╭─ Given records

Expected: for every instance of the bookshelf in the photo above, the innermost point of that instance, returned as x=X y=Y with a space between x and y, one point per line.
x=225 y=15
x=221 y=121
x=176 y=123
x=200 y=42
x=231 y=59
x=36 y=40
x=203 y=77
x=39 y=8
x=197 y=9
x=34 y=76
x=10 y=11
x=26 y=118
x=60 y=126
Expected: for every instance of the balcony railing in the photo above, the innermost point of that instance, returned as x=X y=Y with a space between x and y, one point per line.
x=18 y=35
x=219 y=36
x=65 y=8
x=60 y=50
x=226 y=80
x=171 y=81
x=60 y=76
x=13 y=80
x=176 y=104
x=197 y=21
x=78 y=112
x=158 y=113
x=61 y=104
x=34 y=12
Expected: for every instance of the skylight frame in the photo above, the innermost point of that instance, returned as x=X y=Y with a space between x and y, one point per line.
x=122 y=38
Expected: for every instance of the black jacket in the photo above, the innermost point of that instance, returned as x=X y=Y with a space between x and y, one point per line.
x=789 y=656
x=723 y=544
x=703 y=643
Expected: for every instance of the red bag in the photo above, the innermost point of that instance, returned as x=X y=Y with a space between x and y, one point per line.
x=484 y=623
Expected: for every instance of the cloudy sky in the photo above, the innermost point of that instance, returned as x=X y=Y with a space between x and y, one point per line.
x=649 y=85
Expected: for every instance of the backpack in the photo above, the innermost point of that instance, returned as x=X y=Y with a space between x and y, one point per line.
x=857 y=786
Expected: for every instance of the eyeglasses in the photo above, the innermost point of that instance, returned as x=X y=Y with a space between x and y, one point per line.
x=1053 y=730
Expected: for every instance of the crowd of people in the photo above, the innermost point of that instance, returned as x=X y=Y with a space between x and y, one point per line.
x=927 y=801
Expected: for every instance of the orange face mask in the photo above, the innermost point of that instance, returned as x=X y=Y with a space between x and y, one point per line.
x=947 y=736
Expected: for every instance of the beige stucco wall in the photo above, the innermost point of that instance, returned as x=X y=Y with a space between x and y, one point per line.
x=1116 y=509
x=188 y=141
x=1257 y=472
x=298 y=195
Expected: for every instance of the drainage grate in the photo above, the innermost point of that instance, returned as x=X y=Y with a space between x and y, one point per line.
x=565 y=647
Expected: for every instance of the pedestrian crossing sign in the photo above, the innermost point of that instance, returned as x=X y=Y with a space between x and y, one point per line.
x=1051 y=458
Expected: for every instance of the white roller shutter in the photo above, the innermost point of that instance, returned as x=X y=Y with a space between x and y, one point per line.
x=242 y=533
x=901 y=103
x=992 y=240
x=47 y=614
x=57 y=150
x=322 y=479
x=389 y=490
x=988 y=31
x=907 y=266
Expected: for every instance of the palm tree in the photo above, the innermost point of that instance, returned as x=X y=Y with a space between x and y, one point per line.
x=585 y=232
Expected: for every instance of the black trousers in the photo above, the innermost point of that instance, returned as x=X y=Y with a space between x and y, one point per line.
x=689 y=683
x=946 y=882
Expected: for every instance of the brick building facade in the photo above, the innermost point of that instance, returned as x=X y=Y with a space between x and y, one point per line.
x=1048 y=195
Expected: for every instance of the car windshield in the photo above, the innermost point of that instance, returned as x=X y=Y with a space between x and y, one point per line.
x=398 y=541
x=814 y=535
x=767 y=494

╰─

▶ [Task to complete]
Copy out all of the material above again, swapping "innermost point" for "most central point" every time it appears and keeping everything else the same.

▶ [Solution to this task]
Expected: for every instance of the bookshelf in the photo above, the most central point of that instance, returned as x=X y=Y with a space between x and y, one point per line.
x=225 y=15
x=221 y=121
x=176 y=123
x=200 y=42
x=231 y=59
x=36 y=40
x=203 y=77
x=39 y=8
x=197 y=9
x=34 y=76
x=10 y=11
x=26 y=118
x=60 y=126
Expected: for every instance of the balcony railing in the photo above, the most central point of that instance, returned as x=X y=Y with a space between x and y, one point per line.
x=18 y=35
x=219 y=36
x=65 y=8
x=60 y=50
x=226 y=80
x=171 y=81
x=60 y=76
x=13 y=80
x=176 y=104
x=197 y=21
x=78 y=112
x=158 y=113
x=61 y=104
x=34 y=12
Expected: for every instance of the skylight frame in the photo above, the most central point of that instance, returned as x=X y=Y with a space between x and y, one point per line.
x=122 y=38
Expected: for every instance of the black jacket in the photo above, the most central point of that instance, returned as x=X y=Y with a space between x and y, one point per line.
x=789 y=656
x=723 y=544
x=703 y=643
Expected: for every instance of the red bag in the photo above, the most central point of that instance, returned as x=X y=Y with a space between x and y, one point per line.
x=484 y=623
Expected: for every instance of the cloudy sky in the photo above, the most central point of that instance, returned as x=X y=Y with a space between x and y, one point per line.
x=649 y=85
Expected: for every instance of the backpack in the photo above, the most central point of that instance, returned as x=X y=Y with a space between x and y, one point per line.
x=857 y=786
Expected: for every instance of the eyeglasses in the photo above, the most central point of that instance, returned as x=X y=Y with a space between x and y, one point per line.
x=1053 y=730
Expected: for every instance of the crowd of people in the photo above, the most central point of that instance, returned as x=X y=Y with a space between x and y, one point per line.
x=927 y=801
Expected: for every instance of the orange face mask in the photo above, the most central point of that instance, returned as x=X y=Y with a space between x and y, one point per line.
x=947 y=736
Expected: for every instance of the beige stucco wall in the photo above, the most central point of that instance, returned as x=X y=Y with a space between x and y, one point per line.
x=1116 y=509
x=188 y=141
x=1257 y=472
x=298 y=195
Expected: for every instance of the drainage grate in the photo above, the most central point of that instance, returned as x=X y=Y with a space between x and y, one point per line.
x=565 y=647
Expected: for every instance of the pedestrian crossing sign in the photo above, the most central point of that instance, returned as x=X y=Y with a space between x and y, one point per line.
x=1051 y=458
Expected: for every instance of the white roller shutter in the photo above, the most central point of that instance, returned as x=X y=Y with a space between x and y, one point per line.
x=242 y=533
x=901 y=103
x=992 y=240
x=47 y=614
x=57 y=150
x=322 y=479
x=389 y=490
x=988 y=31
x=907 y=266
Expected: for every instance of the palm tree in the photo above, the most central point of that instance, returned as x=X y=Y with a space between x and y, one point per line.
x=585 y=232
Expected: for every instance of the black trousers in the photo above, the most central point of that instance, returned as x=X y=Y with a space between x and y, one point per line.
x=689 y=683
x=946 y=882
Expected: for every instance of the brick building facade in the photo above, the most central point of that instance, returned as x=X y=Y with a space between x and y, one point per line.
x=1048 y=195
Expected: for every instance of the car windshield in the photo above, the most central point of that instance, returned as x=X y=Y with a space between x and y, one point per line.
x=398 y=541
x=814 y=535
x=767 y=494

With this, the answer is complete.